Items drawn from a data source:
+---+
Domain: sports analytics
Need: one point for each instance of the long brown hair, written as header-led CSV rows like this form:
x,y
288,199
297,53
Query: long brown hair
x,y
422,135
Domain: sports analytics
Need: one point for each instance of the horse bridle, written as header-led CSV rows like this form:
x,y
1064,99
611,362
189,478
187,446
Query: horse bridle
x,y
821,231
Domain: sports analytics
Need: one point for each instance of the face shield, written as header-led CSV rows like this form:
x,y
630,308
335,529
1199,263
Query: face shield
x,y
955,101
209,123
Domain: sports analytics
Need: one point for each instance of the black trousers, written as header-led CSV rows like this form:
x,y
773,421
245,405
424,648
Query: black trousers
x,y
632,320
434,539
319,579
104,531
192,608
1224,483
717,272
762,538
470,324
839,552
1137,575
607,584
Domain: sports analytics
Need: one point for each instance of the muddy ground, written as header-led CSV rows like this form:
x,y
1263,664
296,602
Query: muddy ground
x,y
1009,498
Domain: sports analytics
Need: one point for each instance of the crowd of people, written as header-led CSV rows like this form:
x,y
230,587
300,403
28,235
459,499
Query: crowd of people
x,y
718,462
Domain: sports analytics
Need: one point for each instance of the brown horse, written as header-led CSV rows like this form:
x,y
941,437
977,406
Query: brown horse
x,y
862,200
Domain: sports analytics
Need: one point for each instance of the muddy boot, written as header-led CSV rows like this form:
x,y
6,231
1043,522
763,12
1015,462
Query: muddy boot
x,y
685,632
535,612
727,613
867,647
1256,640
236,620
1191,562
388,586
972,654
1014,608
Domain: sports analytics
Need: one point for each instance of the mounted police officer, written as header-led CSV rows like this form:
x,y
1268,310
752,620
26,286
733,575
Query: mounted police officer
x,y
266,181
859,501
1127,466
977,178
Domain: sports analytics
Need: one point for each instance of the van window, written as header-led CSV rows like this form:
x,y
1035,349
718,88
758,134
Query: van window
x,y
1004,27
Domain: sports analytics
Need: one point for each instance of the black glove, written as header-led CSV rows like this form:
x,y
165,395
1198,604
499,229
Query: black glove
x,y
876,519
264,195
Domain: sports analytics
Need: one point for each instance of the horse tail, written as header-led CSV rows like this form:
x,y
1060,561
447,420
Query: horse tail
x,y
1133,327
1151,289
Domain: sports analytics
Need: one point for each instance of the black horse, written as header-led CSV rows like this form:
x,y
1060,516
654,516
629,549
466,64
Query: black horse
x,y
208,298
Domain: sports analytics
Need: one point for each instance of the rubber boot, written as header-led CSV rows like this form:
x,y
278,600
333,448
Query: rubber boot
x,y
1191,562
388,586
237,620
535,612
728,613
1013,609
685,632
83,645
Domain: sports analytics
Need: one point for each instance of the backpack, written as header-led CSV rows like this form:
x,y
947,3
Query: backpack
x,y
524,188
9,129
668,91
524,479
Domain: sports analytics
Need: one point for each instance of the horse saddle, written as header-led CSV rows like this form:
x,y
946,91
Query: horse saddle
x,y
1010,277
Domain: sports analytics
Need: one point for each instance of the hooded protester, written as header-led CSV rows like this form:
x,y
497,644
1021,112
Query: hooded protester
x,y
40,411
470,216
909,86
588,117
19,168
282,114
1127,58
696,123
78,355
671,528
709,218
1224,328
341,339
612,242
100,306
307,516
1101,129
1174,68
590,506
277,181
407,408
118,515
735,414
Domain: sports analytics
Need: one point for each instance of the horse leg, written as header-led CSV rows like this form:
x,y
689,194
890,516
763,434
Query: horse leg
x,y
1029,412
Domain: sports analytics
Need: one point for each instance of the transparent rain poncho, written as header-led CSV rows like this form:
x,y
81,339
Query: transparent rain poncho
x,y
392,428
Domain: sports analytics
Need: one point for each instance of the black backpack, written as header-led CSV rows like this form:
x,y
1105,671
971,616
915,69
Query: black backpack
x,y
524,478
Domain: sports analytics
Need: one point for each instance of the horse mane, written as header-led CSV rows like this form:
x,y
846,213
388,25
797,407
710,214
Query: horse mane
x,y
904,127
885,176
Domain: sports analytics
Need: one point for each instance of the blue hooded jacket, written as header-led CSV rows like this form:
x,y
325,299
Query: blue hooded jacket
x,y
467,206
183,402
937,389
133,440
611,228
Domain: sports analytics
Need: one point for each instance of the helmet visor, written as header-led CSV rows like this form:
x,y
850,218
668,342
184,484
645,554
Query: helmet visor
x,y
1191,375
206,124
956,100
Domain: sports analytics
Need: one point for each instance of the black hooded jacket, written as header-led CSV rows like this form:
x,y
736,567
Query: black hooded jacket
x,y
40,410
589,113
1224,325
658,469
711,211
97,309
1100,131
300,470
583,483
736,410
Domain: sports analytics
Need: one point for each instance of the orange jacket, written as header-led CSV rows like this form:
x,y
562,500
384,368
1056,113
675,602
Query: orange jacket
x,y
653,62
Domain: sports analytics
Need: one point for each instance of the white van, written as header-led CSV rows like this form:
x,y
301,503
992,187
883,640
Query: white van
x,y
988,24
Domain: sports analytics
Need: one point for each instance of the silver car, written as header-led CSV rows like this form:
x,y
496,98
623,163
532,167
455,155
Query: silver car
+---+
- [Problem to solve]
Collect each line of the records above that contains the word "officer". Letter case matters.

- [Solved problem]
Need: one point for each instance of the mounted police officer, written as header-led CSV rows like this form:
Query: mounted police officer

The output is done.